Historical Walking Tour of Lower Doon
Doon is a suburb and former village in what is now Kitchener, Ontario. The earliest documented evidence of human settlement in the area goes back to 1500s when at least 2 indigenous groups existed in the Kitchener area, although it is believed that the area was used much earlier. These groups are believed to be the ancestors of the Neutral Nation. One of these villages was located in what is now Huron Natural area, 6km away from Homer Watson House & Gallery. The archaeological remains of 10 longhouses, pottery, bone and stone tools have been found at the site. The residents would have used the Grand River as an important source of transportation, fishing and foraging. It is likely that the trail along the river in Homer Watson Park was frequented by this group and others.
In 1784, an area 6 miles deep on either side of the Grand River was promised to the Six Nations by the British government to provide a new territory for the indigenous peoples who supported them during the American revolution. This was known as the Haldimand Treaty. The Neutral Nations who previously inhabited the area had been largely decimated by illnesses brought over by European settlers. The land was put in the guardianship of “Indian agents” and was leased, sold and reduced over a period of several years. The land was subsequently settled by early Mennonite pioneers.
Doon owes its name to Adam Ferrie Jr., who came in 1834 to this section of the Grand River in search of a location to construct a mill. He found it at the confluence of Schneider’s Creek and the Grand River. The area reminded Ferrie of the River Doon, near Ayrshire, Scotland.
The Loch Doon area was memorialized in celebrated Scottish poet, Robert Burns piece “Ye banks and braes O’ bonnie Doon”
Ferrie came from a very industrious and wealthy family. He bought 300 acres of land and cleared 100 to construct what must have seemed like an empire to the earlier settlers: a stone mill for flour, barley and oatmeal, a distillery, a store, a cooperage (a factory producing casks and barrels) and several homes. The Ferrie companies became a major source of employment and prosperity for the growing community of Doon.
By 1852 the Ferrie enterprises included the grist mill (for grinding grain into flour), a saw mill, tailor shop, blacksmith, shoemaker, wagonmaker, cooperage, tavern, farm, distillery, the Doon Inn, two stores, eleven houses for its workers and twenty lots that were sold to residents. The population of the entire community according to the 1851 census was 452. Robert Ferrie also established a Post office and served as the Postmaster. By 1855, when Watson was born, Lower Doon was still essentially a “company town”.
Doon owes its creation to these earlier settlers, but it is Homer Watson’s paintings that give us our best glimpse of pioneer life in Doon. His works reflect the life and circumstances of our earliest pioneers, the beauty of nature and man’s imprint on it. He painted the trees and fields of Doon in all weathers and seasons. Homer Watson has been described as “the man who first saw Canada as Canada”. Watson felt the artist had to understand the pioneer stage of a country and its development. Not only to understand but to love and respect “the manner in which we bind inanimate nature into serving our will”.
Follow this walking tour of Doon to learn more about the history and beauty of Homer Watson’s Canada.
*Some of the historic places on this tour are now private houses, please be respectful of the owners and their properties.

Object pointing dataset rows:

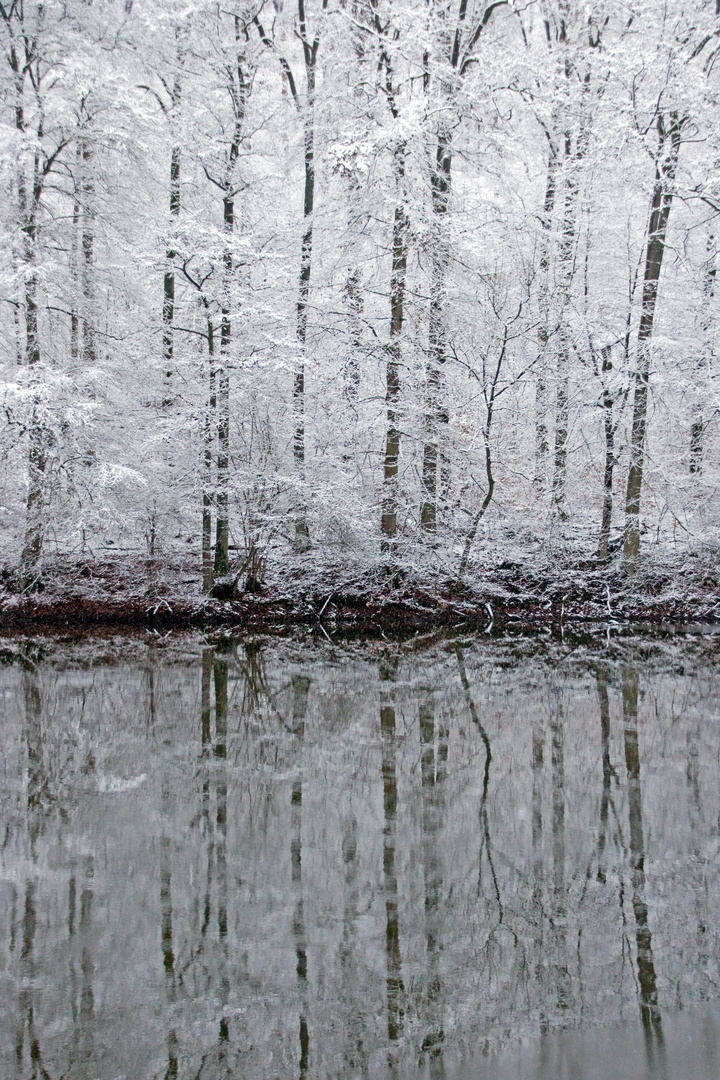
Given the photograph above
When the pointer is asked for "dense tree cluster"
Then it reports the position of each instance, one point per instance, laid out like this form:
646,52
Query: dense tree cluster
380,277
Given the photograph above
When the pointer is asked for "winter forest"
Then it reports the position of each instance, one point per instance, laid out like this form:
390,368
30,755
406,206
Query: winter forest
378,280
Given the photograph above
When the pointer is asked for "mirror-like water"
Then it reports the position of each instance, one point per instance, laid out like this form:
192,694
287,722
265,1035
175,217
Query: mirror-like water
291,861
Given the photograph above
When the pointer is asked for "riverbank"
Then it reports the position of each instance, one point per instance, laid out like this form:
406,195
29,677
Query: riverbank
132,592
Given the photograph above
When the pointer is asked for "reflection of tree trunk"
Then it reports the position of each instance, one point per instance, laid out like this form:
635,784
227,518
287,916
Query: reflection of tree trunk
38,783
433,774
84,1013
649,1011
355,1057
166,933
395,988
483,814
220,680
559,898
26,997
538,908
601,682
300,691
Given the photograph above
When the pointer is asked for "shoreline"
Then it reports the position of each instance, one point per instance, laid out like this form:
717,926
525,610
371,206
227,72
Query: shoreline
137,596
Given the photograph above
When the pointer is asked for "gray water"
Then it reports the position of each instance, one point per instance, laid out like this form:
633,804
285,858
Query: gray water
286,860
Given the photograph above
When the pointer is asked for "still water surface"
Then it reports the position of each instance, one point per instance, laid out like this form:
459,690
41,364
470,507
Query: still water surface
298,861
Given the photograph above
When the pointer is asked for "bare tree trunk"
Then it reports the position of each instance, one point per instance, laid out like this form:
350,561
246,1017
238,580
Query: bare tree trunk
353,295
222,406
646,964
207,464
239,94
668,150
168,280
300,690
89,314
435,413
77,210
389,520
37,430
609,424
562,386
543,331
310,53
697,422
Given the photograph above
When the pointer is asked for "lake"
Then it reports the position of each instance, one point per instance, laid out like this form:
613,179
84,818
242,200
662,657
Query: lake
304,859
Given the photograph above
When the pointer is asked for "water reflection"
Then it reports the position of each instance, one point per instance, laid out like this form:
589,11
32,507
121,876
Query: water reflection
290,862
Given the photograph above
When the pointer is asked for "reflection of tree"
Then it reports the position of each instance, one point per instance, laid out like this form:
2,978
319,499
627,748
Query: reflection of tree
395,988
300,690
39,795
486,847
39,799
559,914
648,983
166,933
538,906
608,771
433,770
356,1055
220,751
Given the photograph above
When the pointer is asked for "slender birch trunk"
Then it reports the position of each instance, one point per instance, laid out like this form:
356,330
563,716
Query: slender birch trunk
669,137
562,370
239,90
697,421
435,412
89,314
222,406
168,278
207,463
310,54
543,329
389,518
353,295
75,283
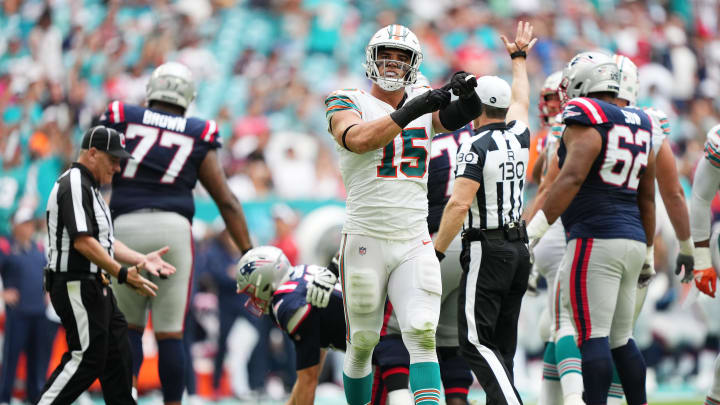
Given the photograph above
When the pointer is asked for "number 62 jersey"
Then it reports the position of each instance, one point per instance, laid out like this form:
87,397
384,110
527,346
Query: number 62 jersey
606,205
167,153
387,187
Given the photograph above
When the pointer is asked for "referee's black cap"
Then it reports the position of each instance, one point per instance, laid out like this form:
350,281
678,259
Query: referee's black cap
107,140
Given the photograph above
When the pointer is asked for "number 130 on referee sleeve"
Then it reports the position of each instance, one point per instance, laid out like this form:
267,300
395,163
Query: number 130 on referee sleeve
512,170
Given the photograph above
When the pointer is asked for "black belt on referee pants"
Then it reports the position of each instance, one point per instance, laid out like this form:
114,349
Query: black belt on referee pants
510,232
50,277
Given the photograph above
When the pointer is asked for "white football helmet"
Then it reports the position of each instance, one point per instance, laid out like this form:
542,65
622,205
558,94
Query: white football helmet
629,81
259,274
398,37
589,72
172,83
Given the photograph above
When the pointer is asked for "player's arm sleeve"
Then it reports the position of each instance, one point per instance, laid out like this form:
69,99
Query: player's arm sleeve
583,111
705,185
210,135
470,162
75,206
340,100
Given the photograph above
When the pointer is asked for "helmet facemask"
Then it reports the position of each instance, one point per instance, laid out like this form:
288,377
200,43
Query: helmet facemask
548,105
260,272
383,71
587,73
395,37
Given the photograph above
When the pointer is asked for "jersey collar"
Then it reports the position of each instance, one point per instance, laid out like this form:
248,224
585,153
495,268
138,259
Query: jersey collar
86,172
491,127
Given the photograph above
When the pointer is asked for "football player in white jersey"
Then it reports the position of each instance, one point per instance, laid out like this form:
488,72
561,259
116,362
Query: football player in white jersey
383,136
705,185
562,375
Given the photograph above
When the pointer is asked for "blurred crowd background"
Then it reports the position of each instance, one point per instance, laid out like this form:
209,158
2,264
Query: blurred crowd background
263,69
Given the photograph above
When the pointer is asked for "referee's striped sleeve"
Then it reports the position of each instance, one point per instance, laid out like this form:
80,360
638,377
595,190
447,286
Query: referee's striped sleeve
75,205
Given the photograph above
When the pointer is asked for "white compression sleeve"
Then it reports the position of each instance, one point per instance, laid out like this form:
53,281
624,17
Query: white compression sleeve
705,185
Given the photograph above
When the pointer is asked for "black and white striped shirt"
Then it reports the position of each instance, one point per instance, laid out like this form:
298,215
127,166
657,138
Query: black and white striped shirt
497,158
75,208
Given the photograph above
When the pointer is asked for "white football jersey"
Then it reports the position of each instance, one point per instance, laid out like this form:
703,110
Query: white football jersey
661,127
712,146
386,188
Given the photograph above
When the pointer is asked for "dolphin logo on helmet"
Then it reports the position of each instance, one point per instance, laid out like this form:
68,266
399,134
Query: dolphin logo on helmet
398,37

**GOAL**
Please reproduce the passage of the Lower Doon walking tour text above verbatim, beginning at the words "Follow this walking" and stopping after the words "and their properties.".

**ANSWER TO THE EXERCISE**
Follow this walking tour of Doon to learn more about the history and beauty of Homer Watson’s Canada.
*Some of the historic places on this tour are now private houses, please be respectful of the owners and their properties.